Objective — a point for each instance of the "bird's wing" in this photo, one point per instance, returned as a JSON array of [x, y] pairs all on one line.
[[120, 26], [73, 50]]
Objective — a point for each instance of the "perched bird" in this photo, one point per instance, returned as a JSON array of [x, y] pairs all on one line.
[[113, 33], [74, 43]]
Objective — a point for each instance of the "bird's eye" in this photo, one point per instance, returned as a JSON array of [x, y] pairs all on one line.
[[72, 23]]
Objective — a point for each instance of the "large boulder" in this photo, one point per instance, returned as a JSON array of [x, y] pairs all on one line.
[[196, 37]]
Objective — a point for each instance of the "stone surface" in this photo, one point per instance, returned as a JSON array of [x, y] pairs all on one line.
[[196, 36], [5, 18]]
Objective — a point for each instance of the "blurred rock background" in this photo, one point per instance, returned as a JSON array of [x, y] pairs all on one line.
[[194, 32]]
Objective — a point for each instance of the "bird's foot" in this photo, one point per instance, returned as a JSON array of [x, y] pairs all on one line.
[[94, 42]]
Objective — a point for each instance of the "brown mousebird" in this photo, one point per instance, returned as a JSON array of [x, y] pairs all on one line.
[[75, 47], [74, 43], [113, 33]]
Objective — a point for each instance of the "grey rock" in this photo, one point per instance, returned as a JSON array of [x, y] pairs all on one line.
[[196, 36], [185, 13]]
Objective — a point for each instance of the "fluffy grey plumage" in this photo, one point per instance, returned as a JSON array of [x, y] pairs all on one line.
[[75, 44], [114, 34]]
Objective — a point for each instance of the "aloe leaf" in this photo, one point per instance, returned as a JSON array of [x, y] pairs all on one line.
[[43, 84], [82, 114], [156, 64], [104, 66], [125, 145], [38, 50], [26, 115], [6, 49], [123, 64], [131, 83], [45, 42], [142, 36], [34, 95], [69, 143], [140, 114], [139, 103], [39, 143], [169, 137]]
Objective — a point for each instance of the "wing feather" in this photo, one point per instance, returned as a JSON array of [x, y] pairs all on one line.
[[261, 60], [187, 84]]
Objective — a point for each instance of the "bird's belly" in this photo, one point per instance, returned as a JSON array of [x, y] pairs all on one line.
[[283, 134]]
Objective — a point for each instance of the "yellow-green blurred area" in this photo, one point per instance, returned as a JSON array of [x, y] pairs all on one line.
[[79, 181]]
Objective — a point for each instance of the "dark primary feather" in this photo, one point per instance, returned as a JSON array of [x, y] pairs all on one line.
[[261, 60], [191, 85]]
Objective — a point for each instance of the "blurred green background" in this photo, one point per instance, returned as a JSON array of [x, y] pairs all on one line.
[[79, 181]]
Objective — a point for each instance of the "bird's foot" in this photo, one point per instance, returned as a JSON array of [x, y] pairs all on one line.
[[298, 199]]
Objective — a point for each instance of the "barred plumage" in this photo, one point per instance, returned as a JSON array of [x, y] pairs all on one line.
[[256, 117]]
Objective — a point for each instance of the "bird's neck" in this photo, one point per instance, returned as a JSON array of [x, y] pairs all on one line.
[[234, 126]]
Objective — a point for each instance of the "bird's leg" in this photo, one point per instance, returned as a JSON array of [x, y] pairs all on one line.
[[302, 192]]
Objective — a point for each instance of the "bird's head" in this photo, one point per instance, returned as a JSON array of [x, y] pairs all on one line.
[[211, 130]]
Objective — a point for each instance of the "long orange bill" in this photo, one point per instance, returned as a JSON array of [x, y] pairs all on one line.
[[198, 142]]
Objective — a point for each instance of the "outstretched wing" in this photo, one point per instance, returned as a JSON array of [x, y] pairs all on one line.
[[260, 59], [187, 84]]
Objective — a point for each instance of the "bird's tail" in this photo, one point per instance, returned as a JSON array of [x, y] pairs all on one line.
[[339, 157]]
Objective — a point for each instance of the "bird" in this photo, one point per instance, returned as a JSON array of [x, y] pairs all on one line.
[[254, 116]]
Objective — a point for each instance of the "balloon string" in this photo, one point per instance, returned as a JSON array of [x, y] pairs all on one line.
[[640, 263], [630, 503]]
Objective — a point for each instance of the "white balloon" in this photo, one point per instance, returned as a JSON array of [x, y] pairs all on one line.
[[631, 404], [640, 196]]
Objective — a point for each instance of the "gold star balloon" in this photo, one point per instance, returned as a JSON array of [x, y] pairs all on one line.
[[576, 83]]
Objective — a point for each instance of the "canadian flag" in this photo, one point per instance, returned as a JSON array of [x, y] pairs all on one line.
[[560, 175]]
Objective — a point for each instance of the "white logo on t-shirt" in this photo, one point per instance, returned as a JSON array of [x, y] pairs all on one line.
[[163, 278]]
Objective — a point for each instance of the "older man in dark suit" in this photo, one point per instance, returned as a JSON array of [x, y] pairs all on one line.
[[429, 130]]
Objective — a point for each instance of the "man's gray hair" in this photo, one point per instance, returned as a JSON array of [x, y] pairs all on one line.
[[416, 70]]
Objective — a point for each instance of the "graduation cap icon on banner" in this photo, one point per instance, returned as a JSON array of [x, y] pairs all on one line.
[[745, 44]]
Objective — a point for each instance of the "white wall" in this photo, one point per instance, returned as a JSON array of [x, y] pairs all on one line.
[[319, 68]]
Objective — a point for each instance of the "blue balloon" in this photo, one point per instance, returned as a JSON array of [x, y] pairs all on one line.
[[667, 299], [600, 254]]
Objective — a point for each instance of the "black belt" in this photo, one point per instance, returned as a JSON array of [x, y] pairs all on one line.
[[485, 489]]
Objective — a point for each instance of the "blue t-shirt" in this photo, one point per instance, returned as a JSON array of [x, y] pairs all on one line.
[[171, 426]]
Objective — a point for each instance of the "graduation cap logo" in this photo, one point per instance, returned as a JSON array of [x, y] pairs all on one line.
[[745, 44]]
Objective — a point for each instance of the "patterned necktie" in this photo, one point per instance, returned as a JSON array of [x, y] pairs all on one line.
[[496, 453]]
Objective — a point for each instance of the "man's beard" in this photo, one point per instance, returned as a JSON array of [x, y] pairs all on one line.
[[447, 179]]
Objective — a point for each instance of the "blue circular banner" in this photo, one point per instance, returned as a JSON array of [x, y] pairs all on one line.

+-------+

**Directions:** List every line of the items above that contains the string "feather".

**Response to the exercise:**
Objective — a point for each instance of the "wing feather" in this photo, one point per instance, returned as a JSON array of [x, y] pairs all on one line.
Objective — a point for each instance of the "dark primary feather" in this photo, one point per instance, returned as a JSON array of [x, y] pairs all on one line.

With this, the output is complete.